Short exercise A >> Translate this sentence from the abstract below into Spanish: "We will publish our model to the community with the intention of promoting the future development of Hindi NLP."
Short exercise B >>
Answer these from the abstract below:
(i) What are the two versions of the trained Hindi models called?
(ii) How many datasets were used to evaluate the models?
(iii) In which two tasks did the Romanized Hindi model do better?

Excerpt provided >>
Abstract
It has been shown that the use of pre-trained models (PTMs) can significantly improve the performance of natural language processing (NLP) tasks for language with rich resources, and also reduce the amount of labeled sample data required in supervised learning. However, there are still few research and shared task datasets available for Hindi, and PTMs for the Romanized Hindi script has been rarely released. In this work, we construct a Hindi pre-training corpus in Devanagari and Romanized scripts, and train Hindi pre-trained models with two versions: Hindi-Devanagari-Roberta and Hindi-Romanized-Roberta. We evaluate our model on 5 types of downstream NLP tasks with 8 datasets, and compare them with existing Hindi pre-training models and commonly used methods. Experimental results show that the model proposed in this work can achieve the best results on the all tasks, especially on Part-of-Speech Tagging and Named Entity Recognition tasks, which proves the validity and superiority of our Hindi pre-trained models. Specifically, the performance of Devanagari Hindi pre-trained model is better than the Romanized Hindi pre-trained model in the tasks of single-label Text Classification, Part-of-Speech Tagging, Named Entity Recognition, and Natural Language Inference. However, Romanized Hindi pre-trained model performs better in multi-label Text Classification and Machine Reading Comprehension, which may indicate that the pre-trained model of Romanized Hindi script has advantages in such tasks. We will publish our model to the community with the intention of promoting the future development of Hindi NLP.

Recorded information >>
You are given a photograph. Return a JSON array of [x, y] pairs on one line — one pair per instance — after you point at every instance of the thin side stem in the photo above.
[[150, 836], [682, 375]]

Answer A >> Publicaremos nuestro modelo para la comunidad con la intención de promover el desarrollo futuro del PLN en hindi.

Answer B >>
(i) Hindi-Devanagari-Roberta and Hindi-Romanized-Roberta.
(ii) 8 datasets.
(iii) Multi-label Text Classification and Machine Reading Comprehension.